--- START OF Items ---

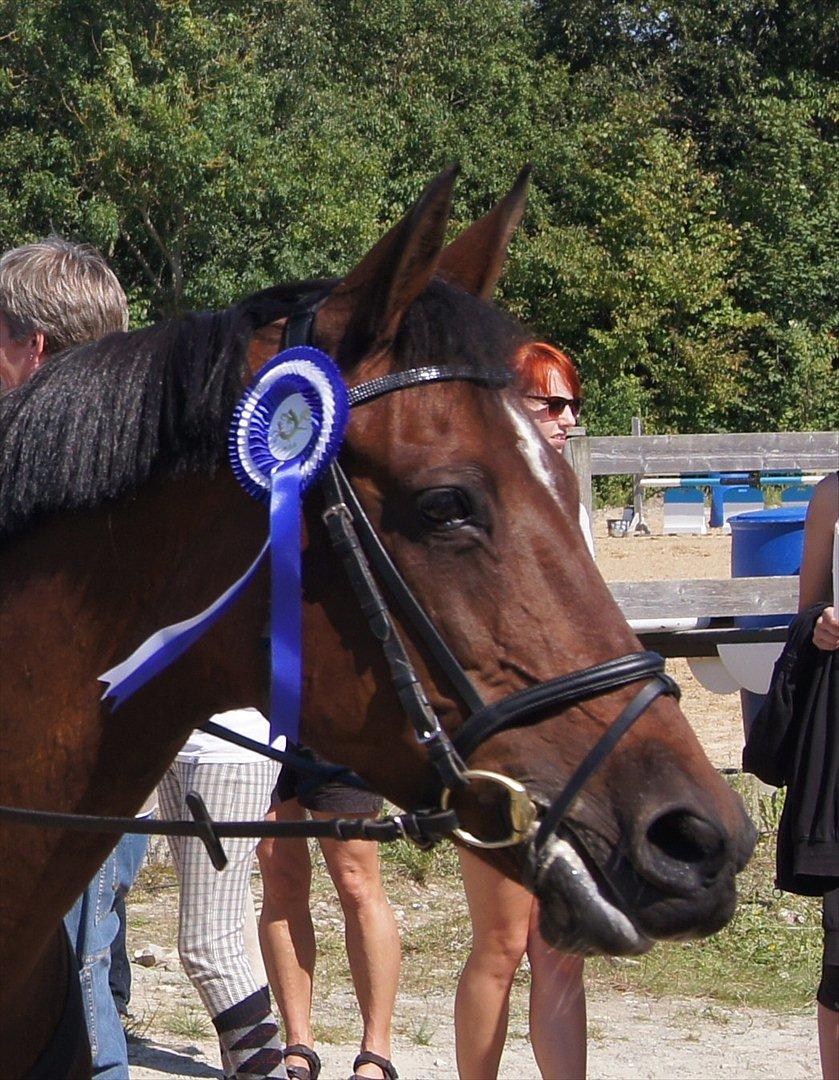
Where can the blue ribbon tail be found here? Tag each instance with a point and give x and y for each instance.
(158, 651)
(286, 605)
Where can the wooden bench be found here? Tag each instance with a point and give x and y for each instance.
(657, 456)
(720, 601)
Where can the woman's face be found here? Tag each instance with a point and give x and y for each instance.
(555, 417)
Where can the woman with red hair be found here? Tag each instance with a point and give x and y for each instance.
(504, 916)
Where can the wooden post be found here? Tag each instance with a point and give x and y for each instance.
(638, 525)
(579, 454)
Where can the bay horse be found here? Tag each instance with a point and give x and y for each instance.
(119, 516)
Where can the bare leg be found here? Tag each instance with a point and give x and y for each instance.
(373, 939)
(557, 1008)
(828, 1042)
(285, 927)
(500, 912)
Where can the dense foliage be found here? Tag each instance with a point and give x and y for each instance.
(681, 233)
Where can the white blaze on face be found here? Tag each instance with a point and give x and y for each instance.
(533, 448)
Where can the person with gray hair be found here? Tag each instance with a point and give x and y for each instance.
(53, 294)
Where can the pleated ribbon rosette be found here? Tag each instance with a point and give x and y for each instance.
(285, 430)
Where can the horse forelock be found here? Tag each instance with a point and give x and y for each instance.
(447, 325)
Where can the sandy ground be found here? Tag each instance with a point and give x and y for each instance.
(630, 1037)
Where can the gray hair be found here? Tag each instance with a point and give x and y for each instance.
(65, 291)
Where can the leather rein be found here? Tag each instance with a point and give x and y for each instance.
(359, 547)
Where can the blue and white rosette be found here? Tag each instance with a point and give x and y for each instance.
(284, 432)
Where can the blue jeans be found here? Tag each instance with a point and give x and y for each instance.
(93, 923)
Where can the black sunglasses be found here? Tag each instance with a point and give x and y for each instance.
(557, 405)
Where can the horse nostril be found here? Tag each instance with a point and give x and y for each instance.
(681, 849)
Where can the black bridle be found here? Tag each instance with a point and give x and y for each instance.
(359, 547)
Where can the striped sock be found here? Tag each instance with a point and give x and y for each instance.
(249, 1038)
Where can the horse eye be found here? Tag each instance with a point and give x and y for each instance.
(444, 507)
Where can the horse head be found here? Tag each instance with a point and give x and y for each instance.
(482, 518)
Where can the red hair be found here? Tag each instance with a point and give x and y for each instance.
(533, 362)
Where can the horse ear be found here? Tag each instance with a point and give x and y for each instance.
(476, 257)
(366, 309)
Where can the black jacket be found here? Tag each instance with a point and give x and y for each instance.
(795, 741)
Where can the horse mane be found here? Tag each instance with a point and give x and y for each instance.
(97, 420)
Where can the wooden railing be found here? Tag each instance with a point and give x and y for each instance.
(720, 601)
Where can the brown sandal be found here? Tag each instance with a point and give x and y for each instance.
(367, 1057)
(299, 1071)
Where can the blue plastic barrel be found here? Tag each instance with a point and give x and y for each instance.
(766, 543)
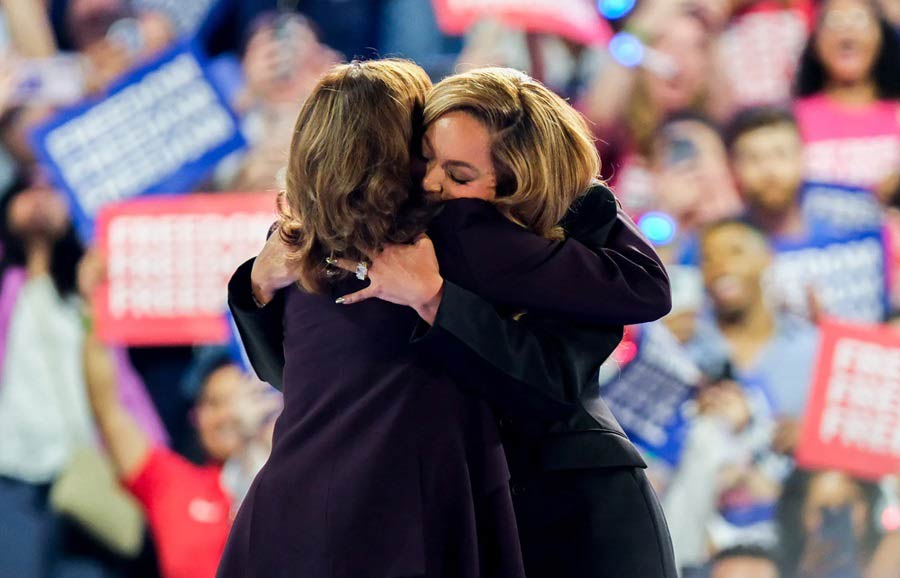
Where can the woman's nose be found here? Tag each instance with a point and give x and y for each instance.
(432, 183)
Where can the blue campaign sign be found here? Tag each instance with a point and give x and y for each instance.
(187, 16)
(652, 395)
(160, 129)
(841, 208)
(847, 273)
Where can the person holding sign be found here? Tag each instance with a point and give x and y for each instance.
(729, 475)
(533, 369)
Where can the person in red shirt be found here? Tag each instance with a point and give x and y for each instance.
(188, 509)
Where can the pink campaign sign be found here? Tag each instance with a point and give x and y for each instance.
(576, 20)
(169, 260)
(852, 422)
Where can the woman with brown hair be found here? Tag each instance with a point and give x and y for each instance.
(381, 465)
(584, 507)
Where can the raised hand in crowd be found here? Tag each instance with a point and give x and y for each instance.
(283, 61)
(787, 435)
(128, 445)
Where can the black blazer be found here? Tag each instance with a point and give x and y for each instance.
(537, 369)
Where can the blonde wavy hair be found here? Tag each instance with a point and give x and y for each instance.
(542, 149)
(348, 187)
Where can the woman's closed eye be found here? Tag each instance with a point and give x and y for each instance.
(458, 180)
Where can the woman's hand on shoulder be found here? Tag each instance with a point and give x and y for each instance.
(402, 274)
(273, 269)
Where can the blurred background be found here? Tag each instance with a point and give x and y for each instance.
(756, 142)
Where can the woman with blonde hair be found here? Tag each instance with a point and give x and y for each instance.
(383, 464)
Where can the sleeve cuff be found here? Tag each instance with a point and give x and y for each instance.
(452, 302)
(240, 289)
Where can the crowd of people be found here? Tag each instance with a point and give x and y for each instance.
(756, 142)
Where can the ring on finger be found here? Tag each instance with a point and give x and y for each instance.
(362, 270)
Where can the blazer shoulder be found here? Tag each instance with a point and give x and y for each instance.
(460, 214)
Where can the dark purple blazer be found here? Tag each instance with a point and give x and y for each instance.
(536, 370)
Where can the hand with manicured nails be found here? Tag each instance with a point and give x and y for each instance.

--- END OF Items ---

* Written request:
Reproduce all of the records above word for word, leaving out the pictures.

* Solved exercise:
Where can the blue ribbon tail be found here? Tag each instance with a point and give x and y for each instance.
(158, 651)
(286, 605)
Where can the wooden bench be found here? Tag each instance with a point and give x and y for each instance.
(657, 456)
(720, 601)
Where can the woman's face be found here? Tag each instance with a point and give x and y for each instance.
(555, 417)
Where can the woman with red hair be found here? Tag each instance with a point and give x and y for each instance.
(504, 916)
Where can the wooden post be found here? Tag each instance with a point and give x and y for each instance.
(638, 525)
(579, 454)
Where can the bay horse be found here? Tag each instance with a point and give x and y for each instance.
(119, 516)
Where can the bare leg be found here? Tag each instance with a point and give x and y for each instance.
(373, 939)
(557, 1008)
(828, 1042)
(285, 927)
(500, 912)
Where can the dense foliage be found here? Tag each instance with a point and give x and y for each instance.
(681, 233)
Where can the white blaze on face be found here? Tag each instance with a point and give x and y for each instance.
(533, 448)
Where can the person with gray hair be found here? Tag each instance with a point and give x and y for each instance.
(53, 294)
Where can the pleated ribbon rosette be found here? Tag each instance with a point and give x and y for each instance.
(285, 430)
Where can the horse forelock be found here? Tag each instance with a point and give x and y for each instance.
(447, 325)
Where can the sandy ground be found here? Tag each instance with a point and give x and y for each instance.
(630, 1037)
Where can the gray hair be found here? Tag each instance with a point and give x and y for each instance.
(65, 291)
Where can the leather rein be found here? Tag each instance with a point and give x and y for each instance.
(359, 547)
Where can the blue and white rosette be found here? Tag each instance with a point and give x and y for each instance.
(284, 432)
Where can the blue jeans be found here? Tag each instance with a point and give x and y for each instance.
(93, 923)
Where can the black sunglasses be found here? Tag each instance with a point and give x and y for each instance.
(557, 405)
Where can the horse nostril be found here? Tag each instance with a point and give x and y for each instance.
(681, 849)
Where can the black bridle be found here? Tag each instance with a point and give x and y for each instance.
(359, 547)
Where can the striped sock be found here? Tag each instance with a point and give x and y for each instance.
(249, 1038)
Where can the horse eye be found here? Tag each instance with a point and give x and y for each instance.
(444, 507)
Where can the horse head be found here? Tag each instance with a point and give x and y for each instance.
(482, 518)
Where can the red hair be found here? Tag each instance with a point and give x and y for each instance.
(533, 362)
Where can the horse ear be found here? Tag each instance with a point and give x and y for each instance.
(476, 257)
(366, 309)
Where can the black jacket be found here? Tag each instance with a point and give x and y for each instance.
(795, 741)
Where can the horse mane be found here? Tag each instance with a point and give x and y for each instance.
(97, 420)
Where can the wooden railing be found here? Tag each instance with a point and give x and y for each instance.
(720, 601)
Where can the brown sandal be found here? Tag each instance with a point and give x and y for each instance.
(367, 1057)
(299, 1071)
Where can the blue plastic barrel be found here? Tag each instance with a point and give x and y for each instance.
(766, 543)
Where can the woman's nose be found here? Tag each instance with a point and give x and y for each instance.
(432, 183)
Where can the blue campaign sign be found here? Tag each instance with a point and give x and y for each instance.
(187, 16)
(652, 395)
(160, 129)
(841, 208)
(847, 273)
Where can the person holding sign be found here? Tag each instance with a point and give x and y for each instance.
(729, 475)
(533, 369)
Where can the person in red shirt be found here? Tag each instance with a point and give x and y for each instance.
(188, 509)
Where can the pink campaign sign be found here? Tag each instance with a point and give x and y for each instance.
(576, 20)
(169, 260)
(852, 422)
Where can the woman with brown hair be found here? Tag each instance with a point and give x and y for each instance.
(381, 465)
(584, 507)
Where can the raised hand in crowd be found here? Tag each instance with a point and give x and y for each instance.
(283, 61)
(787, 435)
(128, 445)
Where can the black blazer be found here? Tag each instance with a point and give x and y for each instance.
(537, 369)
Where can the blonde wavy hair be found here? Tag each instance with a point and give x and y for each instance.
(542, 149)
(348, 187)
Where can the woman's closed eye be found here? Tag each instance with a point and give x and y for each instance.
(458, 180)
Where can the woman's hand on shoulder be found here? Tag each instance with a point and give x and y for each instance.
(402, 274)
(273, 269)
Where can the blurred background be found here? Tag each instance with a point and give x and y for each instance.
(756, 142)
Where can the woman with blonde hair be found here? Tag each instance with a point and give x and y for each instance.
(383, 464)
Where can the sleeve cuff be found here? Tag each instance with a point and give x and y for each instance.
(452, 302)
(240, 289)
Where can the crowd of people be found here? Tag each instance with a point and give x and y for each instance.
(756, 142)
Where can the ring on finger be found here? Tag each instance with a point and give x and y for each instance.
(362, 270)
Where can the blazer shoulder be found here? Tag each instance with a point and give x and y for each instance.
(460, 214)
Where can the dark purple blazer be found here? Tag each instance with a point and give x and y for each instance.
(536, 370)
Where can the hand with manicured nails be found here? Tag each instance with a point and give x and y for each instance.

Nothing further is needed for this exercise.